3rd Ward aldermanic candidate Nicholas Korzeniowski, 36, is making his first run for municipal office in Evanston.
He ran four years ago for the District 65 school board but finished fifth in a race for four seats on the board.
Korzeniowski and incumbent 3rd Ward Alderman Melissa Wynne were interviews about their views on major issues by Evanston Now’s Jeff Hirsh.
Korzeniowski, who rents a condo at 726 Hinman Ave., also offered the following information on his background and what he views as the key issues in the campaign in response to an Evanston Now questionnaire.
Background
Nick has been an Evanstonian for over a decade, and his family has been in the 3rd Ward for much of that time. He studied at the University of Kansas where he majored in political science and philosophy for which he was published at only 19 years of age.
After that, Nick worked for Apple for many years before making the change to the education sector where he’s been a network engineer managing various K-8 school districts over the years.
Nick’s been politically active most of his life, but with the ascendancy of Donald Trump in 2016 he decided it wasn’t enough and that he personally had to be the change he wanted to see. Nick ran for the D65 School Board (earning the endorsement of the District Educator’s Council).
His oldest, Christian, is a Kindergartener at Lincoln, with younger Logan starting in a couple more years.
---
**AIM OF THE TASK**
Write the next part of the Nicholas Korzeniowski candidate profile, starting right after its last sentence.

**RECORDED INFORMATION**
---
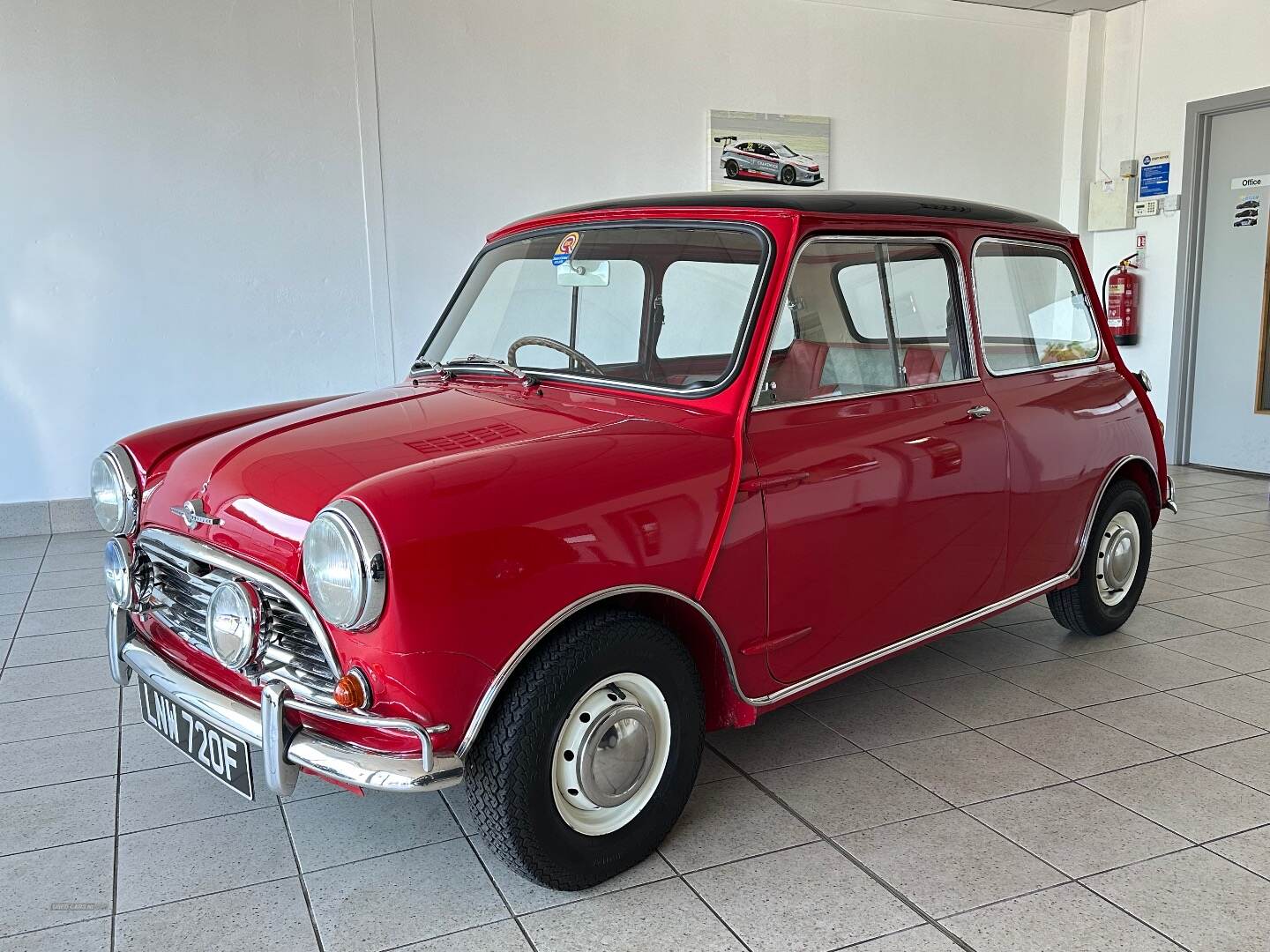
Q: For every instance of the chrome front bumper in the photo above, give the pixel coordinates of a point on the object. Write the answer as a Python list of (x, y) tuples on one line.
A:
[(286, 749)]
---
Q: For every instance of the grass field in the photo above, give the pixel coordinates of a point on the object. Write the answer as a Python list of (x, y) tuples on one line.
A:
---
**EXPECTED OUTPUT**
He has served on the boards of several organizations such as Indivisible Evanston, a progressive group aimed at helping policy and candidates with shared values, and the Southeast Evanston Association, which primarily focused on developments around town as well as the Save Harley Clarke movement. He’s also a charter member of the non-for-profit Dine After Dark which encourages food service establishments to remain open late during Ramadan as a way to encourage inclusive business practices.
At a time when we’re all looking for a fresh start, Nick represents an active, equitable and progressive future for the 3rd Ward and for all of Evanston.
Key issues
I want to tackle several issues in the coming term. Here’s a few words about just a few of them:
The Affordability Crisis: I hope to widen the scope of this conversation beyond filling units by an area median income to include considerations of things like the wheel tax and parking/street fees. We also need to encourage developments to increase multi-unit housing. Additionally, we need to be addressing not just new families coming up and trying to thrive in town, but as well folks getting priced out. That goes for our elderly neighbors as well as those who may be in danger of losing their homes for various reasons.
The Climate Crisis: We need to accelerate our work with the Climate Action and Resilience Plan. It’s supposed to complete by 2050, and I’m want to see if we can arrive at this goal ten years ahead of schedule. CARP is a first step, not a last. I want to incentivize renovations to modernize building HVAC, increase LED lighting everywhere we can, save Lee Street Beach; the list goes on and on.
Our Budget Crisis: I feel that our last budget placed an unnecessary burden upon our citizens in ways that we could have just as easily avoided. The incumbent council raised taxes a second time in two years, and this time during a pandemic. They did this despite Northwestern owing more than the difference in fire services. We don’t need to be balancing Northwestern’s books on our backs any more.